- **The problem**: Show each line in the items below that contains the word "puts".

- **The records**:

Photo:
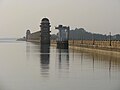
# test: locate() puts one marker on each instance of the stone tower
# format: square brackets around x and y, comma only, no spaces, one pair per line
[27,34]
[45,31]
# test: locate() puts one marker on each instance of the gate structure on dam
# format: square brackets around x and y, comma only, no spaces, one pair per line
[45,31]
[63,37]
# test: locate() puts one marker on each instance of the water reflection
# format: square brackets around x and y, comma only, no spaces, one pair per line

==

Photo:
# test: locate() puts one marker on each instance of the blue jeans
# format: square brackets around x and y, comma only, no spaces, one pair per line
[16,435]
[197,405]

- **Completed task**:
# test: locate() puts one marker on each instance of the stone tower
# test: locate() puts one marker on each instance of the gate structure on dam
# test: locate() puts one marker on each instance of the water reflection
# test: locate() puts one marker on each instance of the blue jeans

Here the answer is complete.